### SET PROBLEM
Restate all of the entries exactly, dropping any pictures they hold.

[BEGIN EXTRACTED INFORMATION]

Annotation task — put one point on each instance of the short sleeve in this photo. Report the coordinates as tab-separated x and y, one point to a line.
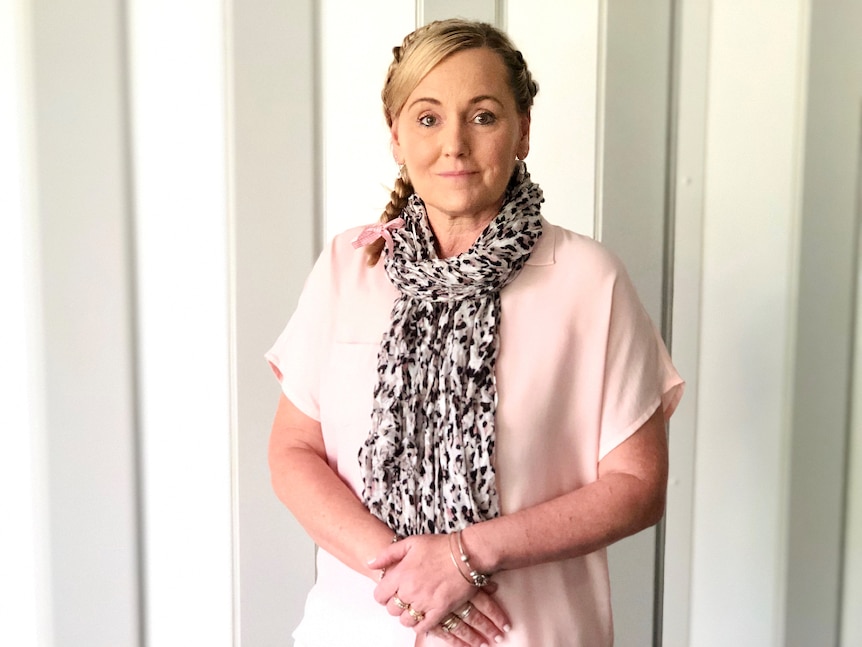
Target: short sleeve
297	356
639	374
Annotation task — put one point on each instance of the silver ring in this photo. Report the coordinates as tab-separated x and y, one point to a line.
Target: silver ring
465	612
451	623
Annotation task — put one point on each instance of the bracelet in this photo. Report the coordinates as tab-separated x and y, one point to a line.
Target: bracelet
475	578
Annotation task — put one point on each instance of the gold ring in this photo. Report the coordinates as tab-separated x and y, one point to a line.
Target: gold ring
465	612
451	623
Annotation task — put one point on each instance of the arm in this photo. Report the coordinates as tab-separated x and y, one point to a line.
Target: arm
339	522
325	506
627	497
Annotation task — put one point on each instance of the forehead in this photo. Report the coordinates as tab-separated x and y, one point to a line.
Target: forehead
471	72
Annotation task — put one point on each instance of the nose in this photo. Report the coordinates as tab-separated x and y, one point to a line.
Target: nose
456	139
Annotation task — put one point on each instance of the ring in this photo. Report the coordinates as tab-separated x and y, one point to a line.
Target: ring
451	623
465	612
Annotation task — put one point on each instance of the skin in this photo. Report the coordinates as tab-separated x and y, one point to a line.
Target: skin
459	133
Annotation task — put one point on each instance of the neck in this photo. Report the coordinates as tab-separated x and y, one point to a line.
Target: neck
455	235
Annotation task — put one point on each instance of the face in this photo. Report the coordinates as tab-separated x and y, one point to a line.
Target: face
458	135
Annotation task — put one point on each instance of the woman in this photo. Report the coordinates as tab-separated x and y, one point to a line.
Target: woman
517	390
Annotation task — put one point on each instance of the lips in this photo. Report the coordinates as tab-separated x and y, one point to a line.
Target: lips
457	174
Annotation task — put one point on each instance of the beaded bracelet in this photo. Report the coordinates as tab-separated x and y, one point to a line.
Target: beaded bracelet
475	578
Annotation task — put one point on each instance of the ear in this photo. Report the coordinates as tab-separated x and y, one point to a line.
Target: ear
395	144
523	148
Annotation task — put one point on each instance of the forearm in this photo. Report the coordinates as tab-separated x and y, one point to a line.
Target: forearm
327	509
628	496
571	525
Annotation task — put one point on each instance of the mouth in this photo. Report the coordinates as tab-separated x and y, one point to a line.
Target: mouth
456	174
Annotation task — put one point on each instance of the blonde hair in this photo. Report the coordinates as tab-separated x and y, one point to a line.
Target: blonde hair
417	55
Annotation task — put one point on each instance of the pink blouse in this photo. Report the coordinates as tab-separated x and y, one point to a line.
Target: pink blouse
580	368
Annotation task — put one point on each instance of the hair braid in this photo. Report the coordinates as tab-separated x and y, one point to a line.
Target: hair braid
397	201
417	55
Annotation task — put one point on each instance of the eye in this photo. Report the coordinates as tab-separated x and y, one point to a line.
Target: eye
485	119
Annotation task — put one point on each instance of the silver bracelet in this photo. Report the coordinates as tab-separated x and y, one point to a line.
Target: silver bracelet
475	578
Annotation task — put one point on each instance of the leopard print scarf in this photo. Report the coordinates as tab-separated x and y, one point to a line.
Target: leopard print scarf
427	463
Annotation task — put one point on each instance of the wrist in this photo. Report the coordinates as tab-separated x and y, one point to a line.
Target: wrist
479	550
461	560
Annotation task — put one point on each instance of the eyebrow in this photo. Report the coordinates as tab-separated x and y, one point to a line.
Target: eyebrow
436	102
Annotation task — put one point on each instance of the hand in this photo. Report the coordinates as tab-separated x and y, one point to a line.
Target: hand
423	588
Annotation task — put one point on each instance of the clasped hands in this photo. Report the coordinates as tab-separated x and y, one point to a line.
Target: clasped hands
422	585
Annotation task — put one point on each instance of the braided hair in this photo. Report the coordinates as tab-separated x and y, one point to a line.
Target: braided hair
418	54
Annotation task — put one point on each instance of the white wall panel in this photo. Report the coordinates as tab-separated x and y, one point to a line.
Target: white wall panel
560	41
24	604
275	228
749	241
827	269
356	41
86	380
178	99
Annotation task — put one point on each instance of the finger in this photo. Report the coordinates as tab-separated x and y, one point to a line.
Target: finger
396	606
412	617
446	637
486	606
480	623
466	633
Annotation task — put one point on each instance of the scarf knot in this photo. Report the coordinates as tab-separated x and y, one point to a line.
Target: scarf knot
427	463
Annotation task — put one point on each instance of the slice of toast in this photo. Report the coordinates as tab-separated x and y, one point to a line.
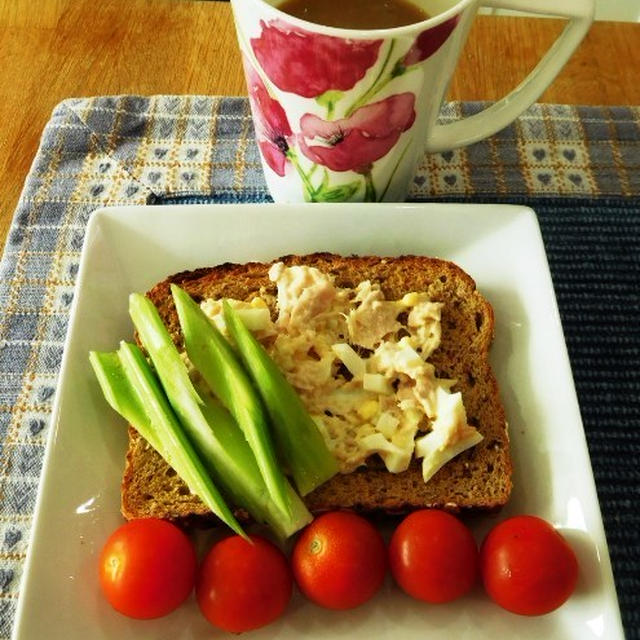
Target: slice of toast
477	479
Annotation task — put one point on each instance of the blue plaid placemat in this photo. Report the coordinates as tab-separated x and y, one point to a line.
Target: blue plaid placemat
579	167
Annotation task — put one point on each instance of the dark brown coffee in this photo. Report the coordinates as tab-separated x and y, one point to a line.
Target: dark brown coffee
355	14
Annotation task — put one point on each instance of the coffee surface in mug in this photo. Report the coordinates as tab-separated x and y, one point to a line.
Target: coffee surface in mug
355	14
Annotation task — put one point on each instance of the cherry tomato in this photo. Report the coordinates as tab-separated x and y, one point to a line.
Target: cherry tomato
527	566
147	568
433	556
243	585
339	561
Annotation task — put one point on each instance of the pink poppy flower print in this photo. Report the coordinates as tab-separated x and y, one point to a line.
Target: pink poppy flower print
309	64
429	41
272	126
354	143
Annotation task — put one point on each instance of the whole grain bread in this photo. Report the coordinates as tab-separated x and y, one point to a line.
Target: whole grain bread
478	479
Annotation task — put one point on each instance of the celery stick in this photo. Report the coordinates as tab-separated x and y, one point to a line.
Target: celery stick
131	388
300	443
240	477
218	364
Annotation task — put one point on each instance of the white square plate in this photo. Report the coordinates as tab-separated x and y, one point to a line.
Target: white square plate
130	248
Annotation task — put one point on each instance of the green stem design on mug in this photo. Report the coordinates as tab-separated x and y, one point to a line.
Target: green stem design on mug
370	194
373	89
328	99
306	181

[END EXTRACTED INFORMATION]

### REPLY TO THE TASK
Annotation task — put one point on each instance of the short sleeve in this photo. Report the coordinates as tab-separated x and y, one point to a line.
Target: short sleeve
297	356
639	374
Annotation task — put one point on each instance of the silver ring in this photo. Report the coordinates as tab-separated x and y, one point to a line.
Target: silver ring
465	612
451	623
Annotation task — put one point on each instance of the bracelet in this photo. Report the coordinates as tab-separated x and y, one point to a line.
Target: bracelet
475	578
Annotation task — put one point on each instance of the gold ring in this photo. Report the coordinates as tab-separated x and y, one point to a line.
Target: gold ring
465	612
451	623
Annotation task — put one point on each instance of the arm in this photo. Report the coordinates as tab-separated x and y, one point to a line.
Target: arm
339	522
325	506
627	497
Annotation task — put one point on each instance of the forehead in this photo. Report the coordinates as tab-separated x and y, one point to a line.
Target: forehead
471	72
Annotation task — put one point on each instance of the nose in this photo. Report the coordinates as tab-separated x and y, one point to a line.
Target: nose
456	139
Annotation task — put one point on each instance of the ring in this photo. Report the coordinates as tab-separated x and y, one point to a line.
Target: ring
451	623
465	612
Annotation task — put one point on each instance of the skin in this photo. Report the coordinates as tab-separated x and y, one point to a line.
Target: skin
459	133
Annotation task — put one point on each instance of the neck in this photo. Report the coordinates as tab-separated x and y, one point to a line.
Target: neck
455	235
Annotation task — put one point on each instance of the face in this photo. Report the coordinates as tab-separated x and y, one point to a line.
Target: face
458	135
Annotation task — put one point on each instance of the woman in this photo. Report the coordinates as tab-separated x and y, one point to a line.
Target: woman
517	390
Annotation task — put one point on each instance of the lips in this photo. Report the coordinates as tab-separated x and y, one point to a line.
Target: lips
457	174
Annotation task — put one point on each instance of the beaded bracelet in this photo. Report the coordinates as tab-separated x and y, one point to a line.
Target: beaded bracelet
475	578
Annotation task — put one point on each instance of the ear in this photo. Report the coordinates as tab-separated x and y, one point to a line.
Target: ear
395	144
523	148
Annotation task — put one point on each instance of the forearm in this photo. Report the coordinates as tab-separated x and y, one point to a line.
Target: forearm
327	509
628	496
571	525
Annotation task — put one point on each instance of the mouth in this photo. Report the coordinates as tab-separated x and y, one point to a line.
Target: mouth
456	174
Annotation task — put one point on each instance of the blonde hair in this photo. Report the coordinates as tab-separated x and y, one point to a line.
Target: blonde hair
417	55
Annotation task — put one point on each instance of the pink blouse in this photo. Report the coordinates as tab-separated x and y, one point to a line.
Target: pink blouse
580	368
Annotation task — put one point on each instance of the hair braid in this photo. Report the coordinates as tab-separated x and y, one point to a line.
Target: hair braid
397	201
417	55
Annotation task — put one point on each instance of the eye in this photo. Report the coordinates as tab-separated x and y, one point to a line.
Target: eye
485	119
Annotation task — put one point on each instance of the silver bracelet in this photo. Report the coordinates as tab-separated x and y, one point to a line.
Target: silver bracelet
475	578
Annotation task — put one point on each instance of the leopard print scarf in this photo. Report the coordinates as tab-separated x and y, one point to a line.
Target: leopard print scarf
427	463
Annotation task — put one point on each instance of the wrist in this photo. Report the coordinates as tab-separated x and y, one point to a line.
Target: wrist
479	550
461	560
Annotation task — put one point on each instance of the eyebrow in this photo. Report the coordinates as tab-separated x and y, one point to a line.
Target: eyebrow
436	102
Annotation task — put one point on each instance of the hand in this photo. Report the coordinates as tab-separated x and y, one point to a line.
Target: hand
423	588
Annotation task — put one point on each instance of the clasped hands in this photo. Report the coordinates as tab-separated x and y, one point to a line.
Target: clasped hands
422	585
Annotation task — put one point on each instance of the braided hair in this photo. Report the coordinates as tab-separated x and y, one point to a line.
Target: braided hair
418	54
Annotation task — put one point on each instance of the white wall panel in this photo. Report the coordinates as tab-separated x and y, one point to a line.
Target: white wall panel
560	41
24	604
275	228
749	241
827	269
356	41
86	380
178	99
Annotation task — put one point on each instance of the finger in this photo. Report the coordinates as tab-separated x and y, one point to a line.
Target: finger
396	606
412	617
446	637
486	606
480	623
466	633
Annotation task — put one point on each instance of the scarf knot in this photo. Report the coordinates as tab-separated x and y, one point to a line.
Target: scarf knot
427	463
Annotation task — put one point on each instance of the slice of toast in this photo. Report the coordinates as tab-separated x and y, one point to a line.
Target: slice of toast
477	479
Annotation task — put one point on each instance of the blue plaid placemat in this photo. Report the coordinates as tab-separated x and y, one point to a line.
Target: blue plaid placemat
579	167
Annotation task — put one point on each instance of the dark brown coffee in this photo. Report the coordinates as tab-separated x and y, one point to a line.
Target: dark brown coffee
355	14
Annotation task — put one point on each instance of the coffee surface in mug in this photo. Report the coordinates as tab-separated x and y, one point to a line.
Target: coffee surface in mug
355	14
Annotation task — put one point on each instance of the cherry tomato in this photo. Report the coordinates as tab-separated x and y, one point to a line.
Target: cherry tomato
527	566
147	568
433	556
243	585
339	561
Annotation task — put one point on each instance of the pink poppy flower print in this photo. Report the coordinates as tab-separated x and y, one point to a line.
Target: pink poppy flower print
309	64
429	41
272	126
354	143
Annotation task — put one point on each instance of the whole grain bread in this photo. Report the coordinates as tab-separated x and y, one point to a line.
Target: whole grain bread
478	479
Annotation task — put one point on each instance of the celery stick in this photo. Report the coordinates as tab-separated x and y, one point to a line.
Target: celery stick
131	388
300	443
240	477
218	364
Annotation task — put one point on each instance of the white square plate in this photo. Report the coordinates as tab-separated x and y, one point to a line.
Target: white square plate
130	248
Annotation task — put one point on each instance of the green stem design on mug in this photo. Report the coordinates as tab-separated x and y, one point to a line.
Target: green stem design on mug
370	194
373	89
328	99
306	181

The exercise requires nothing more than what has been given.